[Data extracted from a collection]
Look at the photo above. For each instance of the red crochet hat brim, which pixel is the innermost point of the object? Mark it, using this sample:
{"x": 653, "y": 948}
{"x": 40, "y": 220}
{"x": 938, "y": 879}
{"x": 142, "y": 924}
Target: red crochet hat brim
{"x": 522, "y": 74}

**ABOUT THIS TASK**:
Return every line above exactly.

**THE COMPLETED TASK**:
Look at the photo above. For each instance of the red crochet hat brim, which pixel is the innermost point of the object? Mark it, using this sample:
{"x": 653, "y": 948}
{"x": 40, "y": 220}
{"x": 938, "y": 879}
{"x": 142, "y": 924}
Target: red crochet hat brim
{"x": 522, "y": 74}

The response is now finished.